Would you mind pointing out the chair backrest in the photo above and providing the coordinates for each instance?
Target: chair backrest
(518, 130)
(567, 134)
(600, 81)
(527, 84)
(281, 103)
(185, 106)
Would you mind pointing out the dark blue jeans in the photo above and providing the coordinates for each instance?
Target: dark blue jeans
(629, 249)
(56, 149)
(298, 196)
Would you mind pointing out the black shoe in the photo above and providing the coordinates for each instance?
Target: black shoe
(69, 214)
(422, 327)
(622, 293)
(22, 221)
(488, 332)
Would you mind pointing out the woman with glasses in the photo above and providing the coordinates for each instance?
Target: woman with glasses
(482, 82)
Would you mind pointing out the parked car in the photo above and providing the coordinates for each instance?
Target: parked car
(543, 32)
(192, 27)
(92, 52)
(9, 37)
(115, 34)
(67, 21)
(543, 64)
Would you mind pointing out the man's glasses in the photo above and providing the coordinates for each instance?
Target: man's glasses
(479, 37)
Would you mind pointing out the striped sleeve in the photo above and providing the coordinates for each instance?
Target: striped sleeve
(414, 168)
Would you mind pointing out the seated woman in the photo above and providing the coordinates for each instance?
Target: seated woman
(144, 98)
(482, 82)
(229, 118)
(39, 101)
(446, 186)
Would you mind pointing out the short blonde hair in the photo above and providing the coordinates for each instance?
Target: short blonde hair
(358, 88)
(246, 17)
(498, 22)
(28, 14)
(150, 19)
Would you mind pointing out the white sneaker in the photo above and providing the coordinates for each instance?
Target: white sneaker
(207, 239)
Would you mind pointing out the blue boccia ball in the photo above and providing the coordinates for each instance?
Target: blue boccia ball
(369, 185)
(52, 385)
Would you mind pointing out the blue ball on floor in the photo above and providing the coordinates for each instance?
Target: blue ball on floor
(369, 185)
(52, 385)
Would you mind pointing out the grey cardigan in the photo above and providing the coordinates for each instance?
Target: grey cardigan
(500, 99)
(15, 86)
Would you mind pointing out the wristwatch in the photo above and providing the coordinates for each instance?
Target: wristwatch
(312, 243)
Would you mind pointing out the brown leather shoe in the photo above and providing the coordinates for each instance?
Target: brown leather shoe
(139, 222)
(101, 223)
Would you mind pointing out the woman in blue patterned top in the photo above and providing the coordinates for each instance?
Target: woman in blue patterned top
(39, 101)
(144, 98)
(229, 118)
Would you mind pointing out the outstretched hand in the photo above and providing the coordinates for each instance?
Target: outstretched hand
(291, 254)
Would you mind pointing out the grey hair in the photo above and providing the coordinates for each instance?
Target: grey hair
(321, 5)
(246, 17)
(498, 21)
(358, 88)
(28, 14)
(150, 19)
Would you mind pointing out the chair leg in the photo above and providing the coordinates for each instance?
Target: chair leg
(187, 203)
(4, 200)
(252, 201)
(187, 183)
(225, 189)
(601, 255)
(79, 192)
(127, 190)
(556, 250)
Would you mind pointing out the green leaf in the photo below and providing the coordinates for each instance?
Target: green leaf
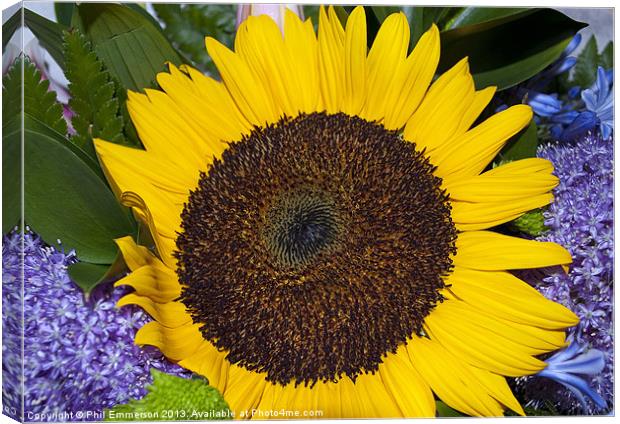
(10, 26)
(421, 19)
(48, 33)
(584, 72)
(39, 102)
(92, 95)
(12, 92)
(382, 12)
(64, 12)
(173, 398)
(88, 275)
(133, 50)
(186, 25)
(531, 223)
(11, 174)
(444, 410)
(465, 16)
(504, 52)
(66, 199)
(607, 56)
(522, 145)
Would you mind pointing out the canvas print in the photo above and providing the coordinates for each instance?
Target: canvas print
(304, 211)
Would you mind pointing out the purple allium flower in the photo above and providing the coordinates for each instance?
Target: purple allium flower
(79, 355)
(581, 220)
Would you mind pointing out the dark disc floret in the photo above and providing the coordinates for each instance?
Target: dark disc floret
(314, 247)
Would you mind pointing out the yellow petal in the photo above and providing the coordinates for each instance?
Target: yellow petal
(169, 314)
(439, 116)
(244, 86)
(523, 178)
(482, 215)
(214, 113)
(244, 390)
(331, 59)
(259, 42)
(412, 80)
(507, 297)
(355, 48)
(175, 343)
(451, 379)
(412, 394)
(386, 56)
(469, 153)
(489, 251)
(302, 46)
(153, 282)
(209, 362)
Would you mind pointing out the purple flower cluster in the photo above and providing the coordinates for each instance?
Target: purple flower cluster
(581, 220)
(79, 354)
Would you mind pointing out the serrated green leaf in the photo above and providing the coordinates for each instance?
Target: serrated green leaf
(186, 25)
(11, 174)
(133, 50)
(93, 95)
(12, 93)
(504, 52)
(48, 33)
(584, 72)
(173, 398)
(10, 26)
(39, 102)
(64, 198)
(64, 12)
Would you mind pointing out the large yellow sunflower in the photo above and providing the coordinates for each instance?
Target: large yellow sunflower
(320, 219)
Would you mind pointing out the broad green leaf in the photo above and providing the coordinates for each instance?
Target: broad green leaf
(10, 26)
(65, 199)
(465, 16)
(444, 410)
(48, 33)
(186, 25)
(607, 56)
(11, 174)
(584, 72)
(12, 92)
(39, 101)
(133, 50)
(88, 276)
(504, 52)
(172, 398)
(93, 97)
(522, 145)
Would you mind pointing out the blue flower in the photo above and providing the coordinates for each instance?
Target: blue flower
(599, 99)
(565, 367)
(581, 219)
(78, 354)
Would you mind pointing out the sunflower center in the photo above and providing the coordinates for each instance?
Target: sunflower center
(299, 225)
(314, 247)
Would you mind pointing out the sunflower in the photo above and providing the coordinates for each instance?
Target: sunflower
(320, 219)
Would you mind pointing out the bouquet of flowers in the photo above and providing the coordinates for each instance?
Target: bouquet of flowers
(268, 211)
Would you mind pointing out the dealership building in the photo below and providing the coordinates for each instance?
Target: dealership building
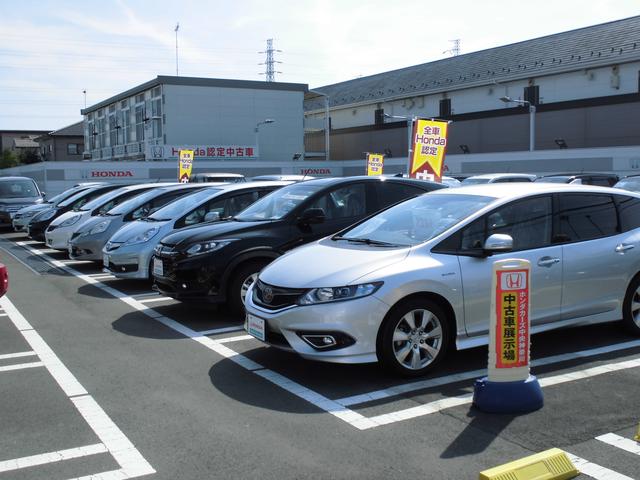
(563, 102)
(219, 119)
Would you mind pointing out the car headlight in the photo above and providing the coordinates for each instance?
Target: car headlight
(70, 221)
(100, 227)
(143, 237)
(49, 214)
(206, 247)
(334, 294)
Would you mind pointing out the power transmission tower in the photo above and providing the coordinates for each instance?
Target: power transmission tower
(270, 61)
(455, 51)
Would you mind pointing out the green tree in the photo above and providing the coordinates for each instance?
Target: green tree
(8, 159)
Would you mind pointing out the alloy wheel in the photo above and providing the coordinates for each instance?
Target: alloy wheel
(417, 339)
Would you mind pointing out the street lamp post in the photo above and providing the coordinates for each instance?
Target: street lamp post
(256, 130)
(326, 123)
(532, 119)
(410, 121)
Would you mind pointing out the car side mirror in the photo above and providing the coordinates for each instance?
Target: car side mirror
(311, 216)
(498, 242)
(212, 217)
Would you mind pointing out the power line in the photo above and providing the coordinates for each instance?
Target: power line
(270, 61)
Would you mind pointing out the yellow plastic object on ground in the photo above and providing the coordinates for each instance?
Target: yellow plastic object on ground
(551, 464)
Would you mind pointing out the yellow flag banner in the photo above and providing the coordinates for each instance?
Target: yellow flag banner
(185, 162)
(375, 163)
(429, 147)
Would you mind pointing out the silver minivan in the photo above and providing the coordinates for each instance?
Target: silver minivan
(413, 281)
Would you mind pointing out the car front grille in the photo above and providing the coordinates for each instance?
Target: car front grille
(275, 298)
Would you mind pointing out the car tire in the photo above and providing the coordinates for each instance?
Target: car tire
(631, 306)
(241, 280)
(414, 337)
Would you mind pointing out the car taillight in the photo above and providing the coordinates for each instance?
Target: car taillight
(4, 280)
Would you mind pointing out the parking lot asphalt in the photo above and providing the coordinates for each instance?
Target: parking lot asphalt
(104, 377)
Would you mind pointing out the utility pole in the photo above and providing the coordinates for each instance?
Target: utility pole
(176, 30)
(270, 61)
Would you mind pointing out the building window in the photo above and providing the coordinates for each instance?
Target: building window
(156, 116)
(445, 107)
(379, 117)
(139, 123)
(532, 94)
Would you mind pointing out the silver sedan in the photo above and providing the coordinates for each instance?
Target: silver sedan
(408, 284)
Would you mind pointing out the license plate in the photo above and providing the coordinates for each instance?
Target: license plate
(158, 267)
(255, 327)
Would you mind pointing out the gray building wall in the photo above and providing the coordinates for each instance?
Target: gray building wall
(228, 116)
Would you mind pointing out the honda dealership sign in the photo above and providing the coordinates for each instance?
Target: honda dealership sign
(203, 152)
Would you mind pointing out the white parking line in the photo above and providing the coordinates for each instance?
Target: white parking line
(458, 377)
(21, 366)
(594, 470)
(337, 408)
(158, 299)
(51, 457)
(239, 338)
(17, 355)
(436, 406)
(617, 441)
(216, 331)
(132, 463)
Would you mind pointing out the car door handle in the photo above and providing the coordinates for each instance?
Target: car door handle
(548, 261)
(623, 247)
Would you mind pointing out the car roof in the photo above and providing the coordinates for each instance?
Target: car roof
(330, 181)
(502, 175)
(516, 190)
(249, 185)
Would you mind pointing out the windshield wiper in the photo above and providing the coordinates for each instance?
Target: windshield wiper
(367, 241)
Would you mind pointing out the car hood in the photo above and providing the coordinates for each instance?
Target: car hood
(132, 229)
(92, 222)
(38, 207)
(67, 215)
(210, 231)
(329, 264)
(21, 201)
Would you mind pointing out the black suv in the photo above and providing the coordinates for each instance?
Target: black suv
(220, 261)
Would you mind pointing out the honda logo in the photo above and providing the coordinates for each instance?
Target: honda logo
(267, 295)
(513, 281)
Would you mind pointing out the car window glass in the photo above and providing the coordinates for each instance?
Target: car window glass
(629, 209)
(390, 193)
(528, 222)
(18, 188)
(418, 219)
(343, 202)
(585, 217)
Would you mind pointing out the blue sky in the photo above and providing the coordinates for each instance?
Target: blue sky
(50, 51)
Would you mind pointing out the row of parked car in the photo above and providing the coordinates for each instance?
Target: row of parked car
(361, 269)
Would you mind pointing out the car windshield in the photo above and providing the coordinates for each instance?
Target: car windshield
(18, 189)
(103, 199)
(417, 220)
(73, 199)
(632, 184)
(475, 180)
(184, 204)
(277, 204)
(132, 203)
(554, 179)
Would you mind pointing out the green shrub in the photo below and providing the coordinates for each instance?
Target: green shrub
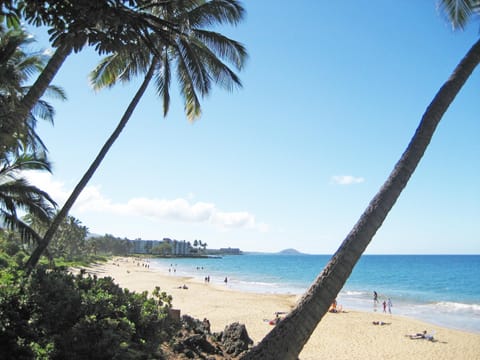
(55, 315)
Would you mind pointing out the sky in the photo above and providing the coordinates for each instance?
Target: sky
(332, 94)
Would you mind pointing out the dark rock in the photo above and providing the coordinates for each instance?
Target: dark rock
(200, 344)
(235, 339)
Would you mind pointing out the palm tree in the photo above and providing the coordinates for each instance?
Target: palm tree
(287, 339)
(17, 194)
(197, 55)
(16, 67)
(106, 25)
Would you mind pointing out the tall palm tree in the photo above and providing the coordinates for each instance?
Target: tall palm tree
(106, 25)
(197, 55)
(16, 67)
(287, 339)
(17, 194)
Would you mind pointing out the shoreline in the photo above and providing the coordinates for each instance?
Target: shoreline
(346, 335)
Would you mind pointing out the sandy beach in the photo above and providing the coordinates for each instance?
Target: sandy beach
(346, 335)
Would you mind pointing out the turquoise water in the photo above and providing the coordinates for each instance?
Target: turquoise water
(440, 289)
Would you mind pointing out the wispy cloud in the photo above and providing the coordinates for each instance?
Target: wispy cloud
(346, 180)
(180, 210)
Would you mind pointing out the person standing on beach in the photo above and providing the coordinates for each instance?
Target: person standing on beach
(389, 305)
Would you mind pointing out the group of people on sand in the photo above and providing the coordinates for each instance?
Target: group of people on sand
(421, 335)
(334, 308)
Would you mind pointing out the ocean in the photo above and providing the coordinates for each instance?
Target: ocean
(440, 289)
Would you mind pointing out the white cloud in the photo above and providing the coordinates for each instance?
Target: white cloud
(347, 180)
(181, 210)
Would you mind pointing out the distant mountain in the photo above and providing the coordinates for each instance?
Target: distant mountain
(289, 252)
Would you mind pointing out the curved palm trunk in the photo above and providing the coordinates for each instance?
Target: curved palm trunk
(33, 260)
(287, 339)
(43, 81)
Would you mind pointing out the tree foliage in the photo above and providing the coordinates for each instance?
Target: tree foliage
(55, 315)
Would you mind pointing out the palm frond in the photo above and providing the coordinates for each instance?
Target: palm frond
(218, 71)
(162, 82)
(458, 12)
(192, 104)
(216, 12)
(196, 69)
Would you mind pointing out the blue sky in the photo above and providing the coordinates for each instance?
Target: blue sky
(332, 93)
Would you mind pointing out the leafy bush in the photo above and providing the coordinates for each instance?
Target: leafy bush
(55, 315)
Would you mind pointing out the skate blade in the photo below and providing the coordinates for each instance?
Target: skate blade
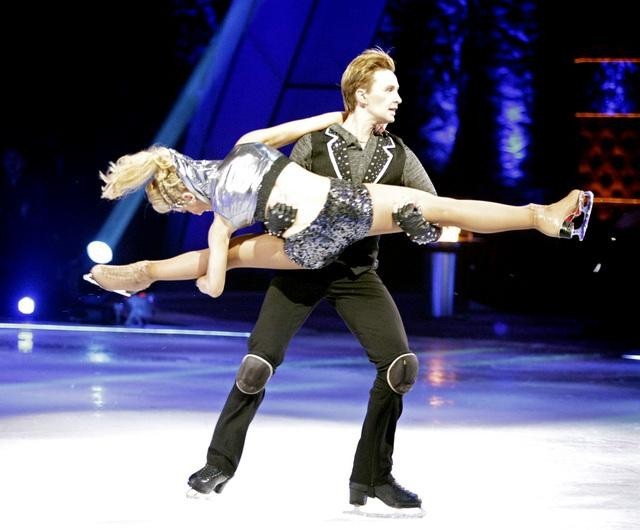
(87, 277)
(196, 495)
(382, 511)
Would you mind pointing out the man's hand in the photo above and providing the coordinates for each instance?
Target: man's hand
(279, 218)
(409, 218)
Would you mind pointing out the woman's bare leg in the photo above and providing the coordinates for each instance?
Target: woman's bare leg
(479, 216)
(248, 251)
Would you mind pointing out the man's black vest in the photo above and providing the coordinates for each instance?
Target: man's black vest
(328, 158)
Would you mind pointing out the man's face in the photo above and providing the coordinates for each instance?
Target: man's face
(383, 98)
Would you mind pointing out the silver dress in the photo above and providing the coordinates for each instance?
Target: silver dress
(238, 188)
(232, 186)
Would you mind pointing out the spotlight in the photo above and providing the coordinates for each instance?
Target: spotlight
(26, 305)
(99, 252)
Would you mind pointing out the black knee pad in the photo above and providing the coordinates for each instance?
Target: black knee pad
(253, 374)
(402, 373)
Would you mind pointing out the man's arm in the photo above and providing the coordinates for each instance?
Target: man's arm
(212, 283)
(288, 132)
(409, 217)
(415, 175)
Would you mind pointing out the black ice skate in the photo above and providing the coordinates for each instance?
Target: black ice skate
(403, 503)
(206, 480)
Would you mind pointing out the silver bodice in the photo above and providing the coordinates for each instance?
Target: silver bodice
(230, 185)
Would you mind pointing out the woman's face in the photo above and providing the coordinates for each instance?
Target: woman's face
(382, 99)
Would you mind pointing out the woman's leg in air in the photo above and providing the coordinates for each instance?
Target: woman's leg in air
(248, 251)
(554, 220)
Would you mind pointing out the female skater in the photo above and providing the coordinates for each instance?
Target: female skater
(313, 217)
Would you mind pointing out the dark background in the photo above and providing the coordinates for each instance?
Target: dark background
(83, 85)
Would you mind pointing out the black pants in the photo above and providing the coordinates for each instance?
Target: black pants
(363, 302)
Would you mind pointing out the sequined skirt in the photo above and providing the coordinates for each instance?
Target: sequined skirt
(345, 218)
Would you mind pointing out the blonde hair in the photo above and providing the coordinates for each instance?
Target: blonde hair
(152, 168)
(359, 74)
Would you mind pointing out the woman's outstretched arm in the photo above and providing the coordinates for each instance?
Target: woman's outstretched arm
(290, 131)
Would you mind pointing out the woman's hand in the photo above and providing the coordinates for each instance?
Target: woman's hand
(202, 283)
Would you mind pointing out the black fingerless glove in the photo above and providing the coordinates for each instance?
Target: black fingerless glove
(409, 218)
(279, 218)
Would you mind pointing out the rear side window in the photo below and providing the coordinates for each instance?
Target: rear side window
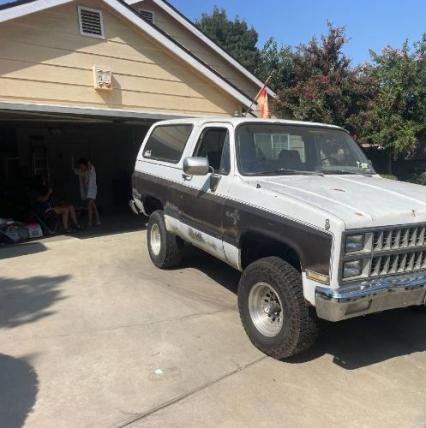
(167, 143)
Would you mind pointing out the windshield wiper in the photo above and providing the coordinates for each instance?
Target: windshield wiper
(286, 171)
(345, 172)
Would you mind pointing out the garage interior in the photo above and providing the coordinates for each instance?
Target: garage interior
(46, 144)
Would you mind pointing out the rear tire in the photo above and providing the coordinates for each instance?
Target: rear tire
(273, 310)
(165, 249)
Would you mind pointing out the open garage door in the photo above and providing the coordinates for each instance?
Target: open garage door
(40, 144)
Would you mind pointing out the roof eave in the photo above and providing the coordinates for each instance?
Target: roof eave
(183, 20)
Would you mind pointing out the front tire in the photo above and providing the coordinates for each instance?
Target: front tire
(165, 249)
(272, 308)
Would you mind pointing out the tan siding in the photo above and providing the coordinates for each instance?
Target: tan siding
(199, 48)
(55, 66)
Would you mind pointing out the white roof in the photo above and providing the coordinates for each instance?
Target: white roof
(13, 11)
(235, 121)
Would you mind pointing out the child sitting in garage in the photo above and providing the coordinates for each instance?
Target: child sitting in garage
(88, 188)
(42, 202)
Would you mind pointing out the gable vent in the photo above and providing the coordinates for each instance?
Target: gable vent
(147, 15)
(91, 23)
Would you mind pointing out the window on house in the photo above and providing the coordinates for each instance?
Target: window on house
(147, 15)
(91, 22)
(167, 143)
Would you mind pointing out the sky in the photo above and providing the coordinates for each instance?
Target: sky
(370, 24)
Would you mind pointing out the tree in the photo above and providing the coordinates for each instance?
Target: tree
(320, 84)
(235, 36)
(396, 117)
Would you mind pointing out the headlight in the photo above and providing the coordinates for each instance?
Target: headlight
(352, 268)
(354, 243)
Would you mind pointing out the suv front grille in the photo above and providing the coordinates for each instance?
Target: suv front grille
(404, 237)
(390, 251)
(405, 262)
(398, 250)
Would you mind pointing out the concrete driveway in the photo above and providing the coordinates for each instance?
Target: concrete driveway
(92, 335)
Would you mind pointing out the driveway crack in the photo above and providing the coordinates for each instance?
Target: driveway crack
(141, 416)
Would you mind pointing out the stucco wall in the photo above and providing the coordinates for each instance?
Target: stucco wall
(43, 58)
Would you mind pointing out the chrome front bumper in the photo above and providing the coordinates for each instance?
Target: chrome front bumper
(371, 296)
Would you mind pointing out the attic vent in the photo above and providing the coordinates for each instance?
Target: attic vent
(91, 23)
(147, 15)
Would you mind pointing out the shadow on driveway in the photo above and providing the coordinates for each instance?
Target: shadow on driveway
(26, 248)
(27, 300)
(18, 391)
(355, 343)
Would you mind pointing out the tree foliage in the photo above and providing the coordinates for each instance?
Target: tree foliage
(382, 102)
(234, 36)
(396, 116)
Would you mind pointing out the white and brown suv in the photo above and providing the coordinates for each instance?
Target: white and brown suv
(297, 208)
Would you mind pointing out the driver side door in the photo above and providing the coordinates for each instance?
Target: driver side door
(203, 201)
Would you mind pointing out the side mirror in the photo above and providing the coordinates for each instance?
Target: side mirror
(196, 166)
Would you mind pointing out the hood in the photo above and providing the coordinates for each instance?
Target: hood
(358, 201)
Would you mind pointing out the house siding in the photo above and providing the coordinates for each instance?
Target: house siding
(44, 59)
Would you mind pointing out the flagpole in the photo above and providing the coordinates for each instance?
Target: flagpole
(257, 95)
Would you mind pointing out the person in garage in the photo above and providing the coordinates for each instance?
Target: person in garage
(88, 188)
(43, 202)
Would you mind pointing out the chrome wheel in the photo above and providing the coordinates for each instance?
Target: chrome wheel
(155, 239)
(265, 309)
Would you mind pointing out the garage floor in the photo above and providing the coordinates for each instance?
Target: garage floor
(92, 335)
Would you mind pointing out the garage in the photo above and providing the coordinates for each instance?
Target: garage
(34, 145)
(87, 81)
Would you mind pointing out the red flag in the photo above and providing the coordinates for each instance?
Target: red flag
(262, 102)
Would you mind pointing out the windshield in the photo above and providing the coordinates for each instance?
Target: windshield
(274, 149)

== Exercise goal ==
Check each line of the entries above for the word "below". List the ones that have it.

== Exercise solution ==
Would you mind pointing out the green leaf in the photo below and providing the coordinates for each instance?
Would you mind pointing out the dealership building in the photo below and providing the coordinates for each instance?
Would you mind pointing out the green shrub in the photo below and providing the coordinates for each instance?
Would you mind pointing out the skate blade in the photo below and providing the coordinates for each instance?
Would you mind pointing out the rear side window in the photo below and providing the coordinates for each instance?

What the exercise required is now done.